__PROVIDED DATA__:
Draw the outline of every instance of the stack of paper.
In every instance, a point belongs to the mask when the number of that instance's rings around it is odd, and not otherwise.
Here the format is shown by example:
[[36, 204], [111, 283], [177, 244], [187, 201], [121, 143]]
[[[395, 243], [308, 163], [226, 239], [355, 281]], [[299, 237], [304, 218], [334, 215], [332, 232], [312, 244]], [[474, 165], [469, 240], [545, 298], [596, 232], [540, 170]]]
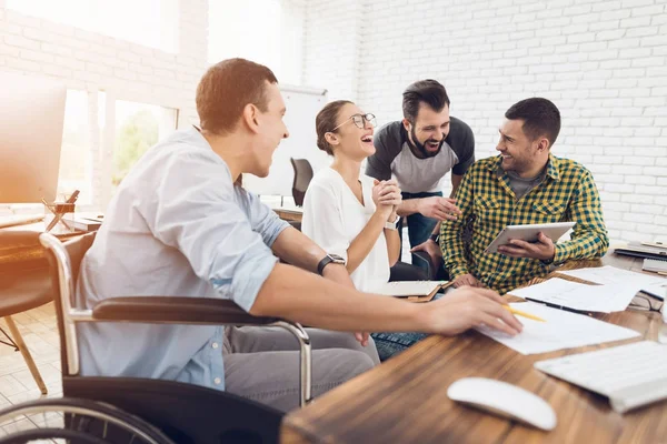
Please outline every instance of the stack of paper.
[[614, 266], [580, 269], [559, 273], [595, 282], [599, 285], [551, 278], [540, 284], [512, 290], [510, 294], [574, 310], [611, 313], [626, 310], [637, 292], [667, 283], [667, 280], [663, 276], [635, 273]]
[[519, 317], [524, 324], [524, 331], [514, 337], [486, 326], [477, 330], [521, 354], [547, 353], [640, 336], [634, 330], [609, 324], [584, 314], [550, 309], [531, 302], [514, 302], [509, 305], [541, 317], [546, 322]]

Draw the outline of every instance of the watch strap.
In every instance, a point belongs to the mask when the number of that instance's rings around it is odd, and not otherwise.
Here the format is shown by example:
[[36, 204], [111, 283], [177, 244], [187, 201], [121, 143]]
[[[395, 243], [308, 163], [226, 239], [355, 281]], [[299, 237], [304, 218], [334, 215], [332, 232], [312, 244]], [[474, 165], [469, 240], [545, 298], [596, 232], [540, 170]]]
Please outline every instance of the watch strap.
[[329, 263], [331, 262], [334, 262], [334, 259], [331, 259], [330, 255], [327, 254], [326, 256], [323, 256], [322, 260], [319, 261], [319, 263], [317, 264], [317, 274], [321, 276], [325, 272], [325, 266], [329, 265]]

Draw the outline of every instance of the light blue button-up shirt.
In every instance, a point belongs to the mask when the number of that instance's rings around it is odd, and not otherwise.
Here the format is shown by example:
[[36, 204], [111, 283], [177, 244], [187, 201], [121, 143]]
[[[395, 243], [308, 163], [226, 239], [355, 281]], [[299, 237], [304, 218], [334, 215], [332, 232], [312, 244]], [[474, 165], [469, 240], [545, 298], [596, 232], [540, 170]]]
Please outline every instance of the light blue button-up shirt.
[[[203, 296], [249, 311], [287, 226], [235, 186], [191, 128], [150, 149], [123, 179], [86, 254], [78, 306], [115, 296]], [[222, 326], [78, 325], [81, 374], [163, 379], [225, 389]]]

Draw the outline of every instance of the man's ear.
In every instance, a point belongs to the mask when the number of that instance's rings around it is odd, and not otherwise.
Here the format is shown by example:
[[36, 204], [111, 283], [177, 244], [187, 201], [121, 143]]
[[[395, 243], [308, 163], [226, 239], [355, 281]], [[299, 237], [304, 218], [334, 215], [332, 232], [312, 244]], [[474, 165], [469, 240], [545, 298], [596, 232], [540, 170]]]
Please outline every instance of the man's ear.
[[243, 107], [242, 120], [248, 129], [252, 132], [259, 132], [259, 110], [252, 103]]
[[540, 152], [549, 151], [549, 147], [550, 147], [549, 139], [540, 138], [537, 143], [537, 151], [540, 151]]
[[410, 127], [412, 125], [408, 119], [402, 120], [404, 128], [407, 132], [410, 132]]
[[325, 133], [325, 140], [327, 141], [327, 143], [329, 143], [330, 145], [337, 145], [339, 143], [338, 141], [338, 135], [336, 135], [332, 132], [327, 132]]

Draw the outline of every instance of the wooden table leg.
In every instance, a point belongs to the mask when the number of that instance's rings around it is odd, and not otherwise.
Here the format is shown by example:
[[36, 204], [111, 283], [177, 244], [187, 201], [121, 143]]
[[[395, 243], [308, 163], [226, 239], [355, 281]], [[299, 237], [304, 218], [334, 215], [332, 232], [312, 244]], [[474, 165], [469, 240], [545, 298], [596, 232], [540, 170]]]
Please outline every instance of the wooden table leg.
[[32, 355], [30, 354], [30, 351], [28, 350], [28, 346], [23, 342], [23, 336], [21, 336], [21, 333], [19, 332], [19, 329], [17, 329], [17, 324], [14, 324], [13, 320], [11, 319], [11, 316], [4, 316], [4, 322], [7, 322], [7, 326], [9, 327], [9, 332], [11, 333], [11, 336], [12, 336], [13, 341], [19, 346], [19, 351], [23, 355], [23, 360], [26, 360], [26, 364], [28, 364], [28, 369], [30, 369], [30, 373], [32, 373], [32, 377], [34, 379], [34, 382], [37, 383], [37, 386], [42, 392], [42, 394], [46, 395], [47, 394], [47, 386], [44, 384], [44, 381], [41, 379], [41, 375], [39, 374], [39, 370], [37, 370], [37, 365], [34, 365], [34, 361], [32, 360]]

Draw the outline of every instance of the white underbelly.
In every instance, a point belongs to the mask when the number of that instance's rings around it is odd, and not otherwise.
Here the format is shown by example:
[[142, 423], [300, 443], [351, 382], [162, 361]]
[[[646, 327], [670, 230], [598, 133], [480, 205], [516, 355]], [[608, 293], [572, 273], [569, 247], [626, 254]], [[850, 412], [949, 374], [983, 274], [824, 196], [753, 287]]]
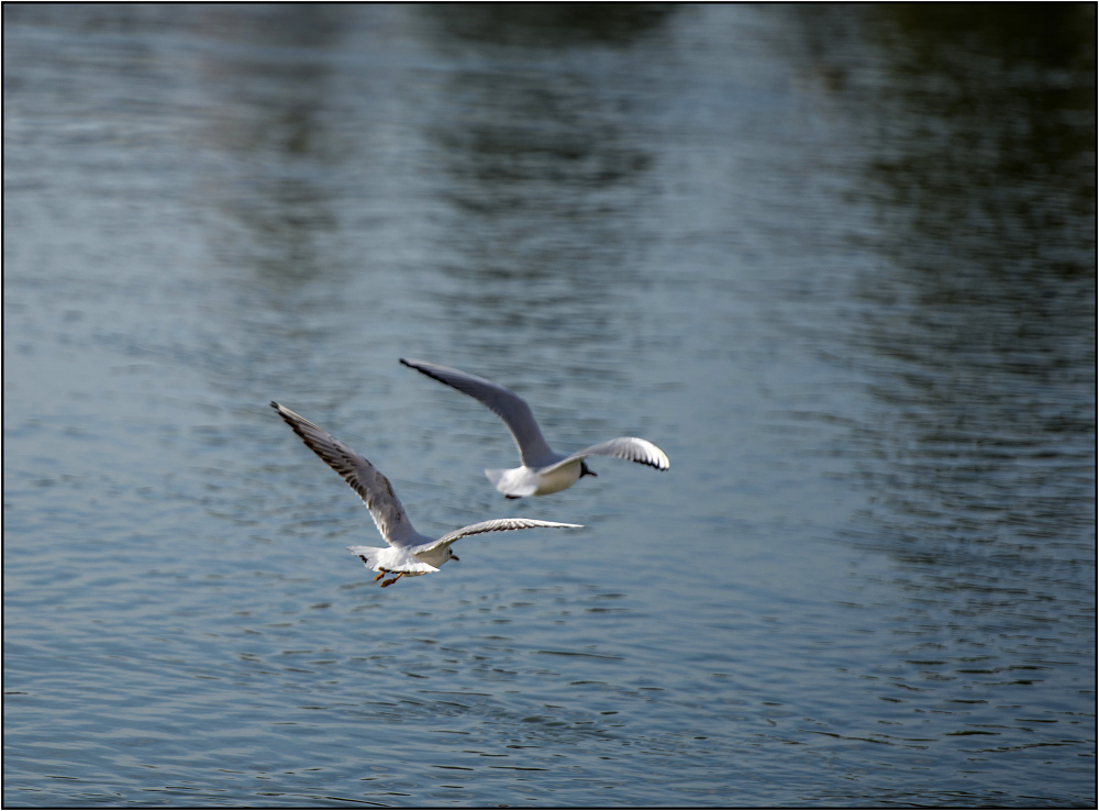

__EXERCISE INSTRUCTIONS__:
Print every line above from the one containing "Draw the outline of every instance of the light" down to the one containing "132], [327, 132]]", keeping both of those lines and changing nothing.

__RESPONSE__:
Draw the outline of every instance of the light blue button-up shirt.
In every instance, a point belongs to the mask when the number of that instance's rings around it is odd, and not otherwise.
Here the format is shown by example:
[[36, 204], [111, 283], [177, 244], [187, 201], [121, 143]]
[[[395, 243], [308, 163], [226, 239], [355, 281]], [[299, 237], [304, 218], [334, 215], [332, 232], [312, 244]], [[474, 165], [469, 240], [545, 298], [596, 232], [540, 170]]]
Please outline every instance of the light blue button-up shirt.
[[[203, 296], [249, 311], [287, 226], [235, 186], [191, 128], [150, 149], [123, 179], [86, 254], [78, 306], [115, 296]], [[222, 326], [78, 325], [81, 374], [163, 379], [225, 389]]]

Draw the outline of every instance of the man's ear.
In every instance, a point belongs to the mask when the number of that instance's rings around it is odd, and not otherwise.
Here the format is shown by example:
[[36, 204], [111, 283], [177, 244], [187, 201], [121, 143]]
[[[395, 243], [308, 163], [226, 239], [355, 281]], [[299, 237], [304, 218], [334, 215], [332, 232], [312, 244]], [[474, 165], [469, 240], [545, 298], [596, 232], [540, 170]]]
Please outline every instance of the man's ear.
[[243, 107], [242, 120], [248, 129], [252, 132], [259, 132], [259, 110], [252, 103]]
[[540, 152], [549, 151], [549, 147], [550, 147], [549, 139], [540, 138], [537, 143], [537, 151], [540, 151]]
[[410, 127], [412, 125], [408, 119], [402, 120], [404, 128], [407, 132], [410, 132]]
[[325, 133], [325, 140], [327, 141], [327, 143], [329, 143], [330, 145], [337, 145], [339, 143], [338, 141], [338, 135], [336, 135], [332, 132], [327, 132]]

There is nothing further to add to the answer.